• _Pointing entries for labeled objects_
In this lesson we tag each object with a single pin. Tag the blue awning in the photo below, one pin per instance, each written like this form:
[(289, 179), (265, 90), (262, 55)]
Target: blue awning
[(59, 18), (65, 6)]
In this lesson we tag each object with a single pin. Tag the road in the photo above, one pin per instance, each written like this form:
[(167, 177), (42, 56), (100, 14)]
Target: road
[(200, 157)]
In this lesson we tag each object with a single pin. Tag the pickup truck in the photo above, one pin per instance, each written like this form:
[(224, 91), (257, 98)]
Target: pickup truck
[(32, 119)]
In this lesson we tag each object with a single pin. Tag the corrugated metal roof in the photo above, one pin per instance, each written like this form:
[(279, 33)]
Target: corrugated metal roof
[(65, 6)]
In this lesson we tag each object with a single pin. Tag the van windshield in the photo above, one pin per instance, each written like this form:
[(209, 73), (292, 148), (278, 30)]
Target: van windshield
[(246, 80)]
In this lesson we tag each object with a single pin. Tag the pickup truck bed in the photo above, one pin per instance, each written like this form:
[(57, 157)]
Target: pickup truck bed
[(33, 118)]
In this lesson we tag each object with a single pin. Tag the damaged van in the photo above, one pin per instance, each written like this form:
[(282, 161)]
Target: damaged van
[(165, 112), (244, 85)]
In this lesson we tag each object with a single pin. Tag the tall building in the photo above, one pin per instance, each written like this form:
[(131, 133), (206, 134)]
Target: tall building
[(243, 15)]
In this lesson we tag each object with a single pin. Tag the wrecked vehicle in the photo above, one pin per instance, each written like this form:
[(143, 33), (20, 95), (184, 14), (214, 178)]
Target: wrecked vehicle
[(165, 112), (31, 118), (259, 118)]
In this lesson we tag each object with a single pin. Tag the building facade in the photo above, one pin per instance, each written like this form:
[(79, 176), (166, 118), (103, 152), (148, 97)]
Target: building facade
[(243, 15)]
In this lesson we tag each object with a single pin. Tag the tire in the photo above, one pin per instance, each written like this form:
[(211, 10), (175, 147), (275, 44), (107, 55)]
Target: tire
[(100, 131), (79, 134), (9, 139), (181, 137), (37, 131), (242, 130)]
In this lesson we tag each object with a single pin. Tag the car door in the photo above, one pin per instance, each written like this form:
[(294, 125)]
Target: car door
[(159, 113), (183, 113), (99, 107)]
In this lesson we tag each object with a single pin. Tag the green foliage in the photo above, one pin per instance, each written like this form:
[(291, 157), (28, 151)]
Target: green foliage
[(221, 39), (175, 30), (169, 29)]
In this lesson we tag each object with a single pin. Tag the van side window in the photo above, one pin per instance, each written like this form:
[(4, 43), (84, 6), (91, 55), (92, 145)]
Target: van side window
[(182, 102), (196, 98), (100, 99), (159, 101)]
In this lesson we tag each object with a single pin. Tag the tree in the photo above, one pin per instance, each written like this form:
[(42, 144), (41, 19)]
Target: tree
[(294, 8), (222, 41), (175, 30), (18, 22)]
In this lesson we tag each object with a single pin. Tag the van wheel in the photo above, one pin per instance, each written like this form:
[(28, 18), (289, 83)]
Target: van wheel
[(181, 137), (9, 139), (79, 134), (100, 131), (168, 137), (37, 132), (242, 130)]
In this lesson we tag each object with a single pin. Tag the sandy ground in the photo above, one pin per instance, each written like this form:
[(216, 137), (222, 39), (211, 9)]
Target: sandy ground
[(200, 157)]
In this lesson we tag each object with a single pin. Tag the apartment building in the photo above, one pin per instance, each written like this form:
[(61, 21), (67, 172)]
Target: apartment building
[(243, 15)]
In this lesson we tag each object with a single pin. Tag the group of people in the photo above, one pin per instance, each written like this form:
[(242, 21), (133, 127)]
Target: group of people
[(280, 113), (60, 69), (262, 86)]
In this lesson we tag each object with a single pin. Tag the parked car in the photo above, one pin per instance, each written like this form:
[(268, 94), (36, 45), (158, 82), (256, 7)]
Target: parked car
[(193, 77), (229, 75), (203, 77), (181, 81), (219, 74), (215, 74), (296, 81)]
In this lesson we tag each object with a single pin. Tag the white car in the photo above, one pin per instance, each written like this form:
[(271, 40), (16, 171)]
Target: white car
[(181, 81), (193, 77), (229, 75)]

• _EXERCISE PROMPT_
Copy the entire listing above line for line, with no changes.

• _SOLUTION FOR THIS TASK_
In this lesson we tag each object with a single pin. Tag the blue awning in the photo below, one pin per instance, each written like this form:
[(289, 179), (265, 90), (262, 55)]
Target: blue awning
[(59, 18), (65, 6)]
In this lesson we tag each object with a single pin. Tag the road in the photo above, one pin per instance, each written like this form:
[(167, 177), (42, 56), (100, 14)]
Target: road
[(200, 157)]
In this lesson we tag each object with a single pin. Tag the pickup truck in the photo above, one pin per instance, each written like this form:
[(224, 91), (257, 98)]
Target: pickup truck
[(32, 119)]
In this lesson we tag each object with a single pin. Tag the corrugated metal roof in the photo above, one pin per instance, each written like this form:
[(279, 33)]
Target: corrugated metal roof
[(65, 6)]
In this lesson we tag each object with a single pin. Tag the van windshield in the photo above, one pin per instance, each written like this form:
[(209, 73), (292, 148), (278, 30)]
Target: van windshield
[(246, 80)]
In this lesson we tag each object with a single pin. Tag the pickup truck bed in the photo above, one pin per instance, each written like this form:
[(57, 157)]
Target: pickup truck bed
[(33, 118)]
In this lesson we tag each object with a single pin. Tag the damaged van in the photo above, one pin per instance, each written like this form:
[(282, 161)]
Target: damaged van
[(165, 112), (244, 85)]
In this lesson we tag each object with a single pin. Tag the tall building in the photo above, one pin per instance, each written like this form:
[(131, 133), (206, 134)]
Target: tall building
[(243, 15)]
In this lesson we tag each object with a single pin. Tag the wrecked vehicle in the photo above, one pin per instance, each written like this form:
[(143, 33), (20, 95), (184, 14), (214, 178)]
Target: wrecked vehicle
[(165, 112), (31, 118), (259, 118)]
In this lesson we tag each object with a single pin. Tag the building facade in the photo above, one pin per instance, each written like this form:
[(79, 176), (166, 118), (103, 152), (148, 97)]
Target: building facade
[(243, 15)]
In this lesson we tag each object with a single pin. Tag the tire in the photo above, one pin per instance, each written like this form:
[(211, 10), (175, 147), (275, 44), (107, 55)]
Target: tire
[(100, 131), (79, 134), (9, 139), (181, 137), (37, 131), (242, 130)]
In this lesson we tag each object with a single pin. Tag the car door in the photo above, one pin per instance, each written like this form:
[(294, 125)]
Target: car door
[(159, 113), (183, 113), (99, 107)]
In this lesson we tag each object with a single pin. Tag the green foliage in the photo above, one pin per instance, each written like this form:
[(291, 157), (28, 151)]
Target: green foliage
[(221, 39), (175, 30), (169, 29)]
In this lesson we tag each object with a single pin. Tag the van side window in the photo above, one pin per instance, each written like this form:
[(4, 43), (84, 6), (91, 55), (92, 145)]
Target: van side window
[(182, 102), (196, 98), (100, 99), (159, 101)]
In this lesson we tag each object with a single pin. Tag the tree in the photo above, one pin per instance, each written like this form:
[(42, 144), (41, 19)]
Target: tree
[(294, 8), (222, 41), (175, 30), (18, 22)]
In this lesson we tag each object with a single pin. Tag the van wheel in the photo above, one pin per instance, each written like this form:
[(28, 18), (289, 83)]
Target: van wheel
[(181, 137), (9, 139), (79, 134), (100, 131), (168, 137), (37, 132), (242, 130)]
In this lesson we tag each object with a single pin. Tag the sandy ground in the photo above, one pin per instance, each written like this form:
[(216, 137), (222, 39), (211, 9)]
Target: sandy ground
[(200, 157)]
In this lesson we tag each object with a single pin. Tag the apartment building in the photo above, one pin per instance, each written like this form:
[(61, 21), (67, 172)]
Target: apartment building
[(243, 15)]
In this lesson we tag each object with a single pin. Tag the group of people in the photo above, one pin per instance, each written like this form:
[(242, 21), (133, 127)]
Target: group of people
[(280, 113), (60, 69), (262, 86)]
In this lesson we tag each object with a single pin. Tag the parked car in the photo above, one pin per instance, each written like this form:
[(268, 94), (36, 45), (158, 82), (256, 7)]
Target: parked car
[(193, 77), (229, 75), (203, 77), (181, 81), (219, 74), (215, 74), (296, 81)]
In this lesson we tag each object with a single pin. Tag the white car in the photo above, one pin per instance, each written like this form:
[(271, 40), (16, 171)]
Target: white car
[(181, 81), (193, 77), (229, 75)]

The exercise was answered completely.